» Task objective
Down to the last line, print the entries below exactly, and keep every picture out of the copy.

Referring expression pointing data
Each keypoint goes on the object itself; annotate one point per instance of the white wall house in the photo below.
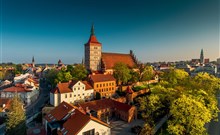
(28, 94)
(21, 78)
(71, 92)
(81, 123)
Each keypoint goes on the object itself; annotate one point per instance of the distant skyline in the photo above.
(156, 30)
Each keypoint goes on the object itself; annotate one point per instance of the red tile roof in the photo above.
(66, 87)
(16, 89)
(75, 123)
(110, 59)
(105, 103)
(6, 102)
(88, 85)
(59, 112)
(129, 90)
(102, 78)
(93, 39)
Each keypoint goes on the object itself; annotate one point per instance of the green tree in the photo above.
(150, 107)
(121, 73)
(97, 96)
(147, 130)
(69, 68)
(2, 75)
(134, 76)
(16, 124)
(79, 72)
(147, 73)
(175, 77)
(188, 116)
(51, 77)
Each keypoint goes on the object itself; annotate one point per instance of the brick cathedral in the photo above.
(96, 60)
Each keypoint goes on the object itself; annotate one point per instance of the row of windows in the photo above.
(106, 89)
(78, 88)
(70, 95)
(104, 84)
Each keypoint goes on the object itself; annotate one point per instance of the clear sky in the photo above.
(156, 30)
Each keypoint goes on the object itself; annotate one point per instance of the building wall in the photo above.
(93, 57)
(106, 89)
(99, 128)
(26, 97)
(79, 93)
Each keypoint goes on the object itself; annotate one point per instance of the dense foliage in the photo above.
(190, 101)
(16, 124)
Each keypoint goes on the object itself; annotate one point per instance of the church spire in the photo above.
(201, 56)
(33, 59)
(92, 30)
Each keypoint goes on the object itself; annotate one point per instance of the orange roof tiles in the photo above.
(6, 102)
(88, 86)
(16, 89)
(110, 59)
(129, 90)
(105, 103)
(93, 39)
(75, 123)
(59, 112)
(102, 78)
(66, 87)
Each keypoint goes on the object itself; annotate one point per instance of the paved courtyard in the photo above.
(120, 127)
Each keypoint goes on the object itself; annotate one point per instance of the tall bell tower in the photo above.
(93, 52)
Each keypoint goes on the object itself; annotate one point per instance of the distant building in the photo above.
(105, 84)
(66, 119)
(4, 106)
(71, 92)
(201, 60)
(218, 61)
(60, 64)
(96, 60)
(33, 62)
(105, 109)
(27, 93)
(201, 57)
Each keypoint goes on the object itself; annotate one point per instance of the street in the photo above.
(214, 127)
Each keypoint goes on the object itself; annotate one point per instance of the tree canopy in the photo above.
(16, 124)
(190, 101)
(188, 116)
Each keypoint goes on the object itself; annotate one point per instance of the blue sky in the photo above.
(156, 30)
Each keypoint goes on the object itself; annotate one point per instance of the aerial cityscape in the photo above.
(109, 67)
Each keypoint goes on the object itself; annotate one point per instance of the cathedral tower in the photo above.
(93, 52)
(33, 62)
(201, 57)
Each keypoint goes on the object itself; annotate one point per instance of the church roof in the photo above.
(110, 59)
(93, 38)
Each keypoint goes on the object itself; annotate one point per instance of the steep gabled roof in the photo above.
(102, 78)
(66, 87)
(110, 59)
(72, 124)
(105, 103)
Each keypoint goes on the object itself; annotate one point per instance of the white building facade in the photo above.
(71, 92)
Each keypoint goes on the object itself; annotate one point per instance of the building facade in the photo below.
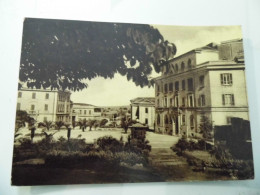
(81, 111)
(207, 81)
(45, 105)
(143, 111)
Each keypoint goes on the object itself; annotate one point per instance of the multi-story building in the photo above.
(207, 81)
(81, 111)
(142, 110)
(45, 105)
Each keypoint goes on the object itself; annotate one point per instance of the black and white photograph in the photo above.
(104, 102)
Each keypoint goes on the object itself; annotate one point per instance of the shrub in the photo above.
(109, 143)
(58, 158)
(129, 158)
(139, 146)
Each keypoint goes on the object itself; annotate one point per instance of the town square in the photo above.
(119, 103)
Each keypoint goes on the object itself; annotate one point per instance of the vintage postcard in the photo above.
(120, 103)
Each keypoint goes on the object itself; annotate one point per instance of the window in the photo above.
(171, 103)
(190, 84)
(176, 101)
(192, 121)
(189, 64)
(228, 120)
(165, 101)
(158, 88)
(201, 100)
(183, 85)
(18, 107)
(183, 119)
(166, 121)
(226, 79)
(176, 68)
(177, 86)
(183, 101)
(158, 119)
(190, 100)
(201, 81)
(166, 88)
(182, 66)
(171, 87)
(228, 99)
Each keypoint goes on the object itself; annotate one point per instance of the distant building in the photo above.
(45, 105)
(207, 81)
(142, 110)
(81, 111)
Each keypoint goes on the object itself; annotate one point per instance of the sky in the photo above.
(118, 91)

» Exercise output
Each keypoint goes on the object itself; annotate one point per instance of the white wall house in the photo below.
(28, 94)
(21, 78)
(71, 92)
(81, 123)
Each keypoint goes on the object itself; annotate one point per instance of the distant skyline in the photo above.
(156, 30)
Each keypoint goes on the object itself; annotate one point per instance of the red tile roof in the photo above.
(66, 87)
(16, 89)
(75, 123)
(110, 59)
(105, 103)
(6, 102)
(88, 85)
(59, 112)
(129, 90)
(102, 78)
(93, 39)
Each keypoint goes on the object itself; annotate one point per instance of the green tree in the photo above.
(150, 107)
(121, 73)
(97, 96)
(147, 130)
(69, 68)
(2, 75)
(134, 76)
(16, 124)
(79, 72)
(147, 73)
(175, 77)
(188, 116)
(51, 77)
Each keypoint goes on the object itself; annotate one point per instance of the brick cathedral in the photo above.
(96, 60)
Each keypoint goes on the object itself; annotate one point per instance of the row of windows in the photo above.
(106, 89)
(78, 88)
(70, 95)
(104, 84)
Each keypoint goes on the object itself; annotate one point per instance of the clear sky in the photo above.
(156, 30)
Each keypoint goes on the object itself; annotate one point per instance of the building wall in the photo above.
(93, 57)
(106, 89)
(99, 128)
(26, 97)
(79, 93)
Each keypoint goes on the object itself; annotate one point per instance of the dense foliage in the photo above.
(190, 101)
(16, 124)
Each keypoint goes on the object itself; annotate one point per instance of the church spire in the photo above.
(201, 56)
(33, 59)
(92, 30)
Each keypoint goes on the object itself; annotate one point per instance of the orange roof tiles in the photo above.
(6, 102)
(88, 86)
(16, 89)
(110, 59)
(129, 90)
(105, 103)
(93, 39)
(75, 123)
(59, 112)
(102, 78)
(66, 87)
Each keypoint goes on the object itself; annotate one point per instance of the paved courtyard in the photo above.
(120, 127)
Each keypoint goes on the object itself; annotate one point per instance of the tall bell tower in the photo above.
(93, 52)
Each keypoint goes on the object itself; annotate one point per instance of the distant building in the photo above.
(105, 84)
(66, 119)
(4, 106)
(71, 92)
(201, 60)
(218, 61)
(60, 64)
(96, 60)
(33, 62)
(105, 109)
(27, 93)
(201, 57)
Each keypoint goes on the object itself; annotate one point per instance of the street in the photo above.
(214, 127)
Each keypoint goes on the object itself; annotate one point per instance of the tree canopy in the photo above.
(16, 124)
(190, 101)
(188, 116)
Each keypoint goes on the object itself; annotate one point per instance of the blue sky in the photo above.
(156, 30)
Each keypoint goes on the object itself; annotate one point per instance of the aerial cityscape in the photo above.
(109, 67)
Each keypoint goes on the object itself; annotate one point per instance of the cathedral tower in the photo above.
(93, 52)
(33, 62)
(201, 57)
Each keypoint goes on the object itself; annotate one point per instance of the church roof in the photo above.
(110, 59)
(93, 38)
Each keypoint goes on the object itself; annotate one point per instance of the steep gabled roof in the photo above.
(102, 78)
(66, 87)
(110, 59)
(72, 124)
(105, 103)
Each keypoint goes on the object itself; annotate one point per instance of the white building facade in the photo above.
(71, 92)
Each keypoint goes on the object itself; annotate one point per instance of the building facade in the photo below.
(81, 111)
(207, 81)
(45, 105)
(143, 111)
Each keypoint goes on the object itself; annotate one point per instance of the multi-story building in the photo above.
(207, 81)
(81, 111)
(142, 110)
(45, 105)
Each keypoint goes on the object itself; annotate one point per instance of the black and white photograph in the photo above.
(104, 102)
Each keypoint goes on the object itself; annotate one point per instance of the shrub in the photo above.
(109, 143)
(58, 158)
(129, 158)
(139, 146)
Each keypoint goes on the object itself; annotate one point per instance of the town square in the photo above.
(119, 103)
Each keypoint goes on the object itself; annotate one point per instance of the vintage postcard in the photo above.
(120, 103)
Each keypoint goes on the object itself; annotate one point per instance of the window in the photo above.
(171, 103)
(190, 84)
(176, 101)
(192, 121)
(189, 64)
(228, 120)
(165, 101)
(158, 88)
(201, 100)
(183, 85)
(18, 107)
(183, 119)
(166, 121)
(226, 79)
(176, 68)
(177, 86)
(183, 101)
(158, 119)
(190, 100)
(201, 81)
(166, 88)
(182, 66)
(171, 87)
(228, 99)
Each keypoint goes on the object itself; annotate one point per instance of the distant building in the photo above.
(45, 105)
(207, 81)
(142, 110)
(81, 111)
Each keypoint goes on the object itself; annotate one point per instance of the sky in the photo above.
(118, 91)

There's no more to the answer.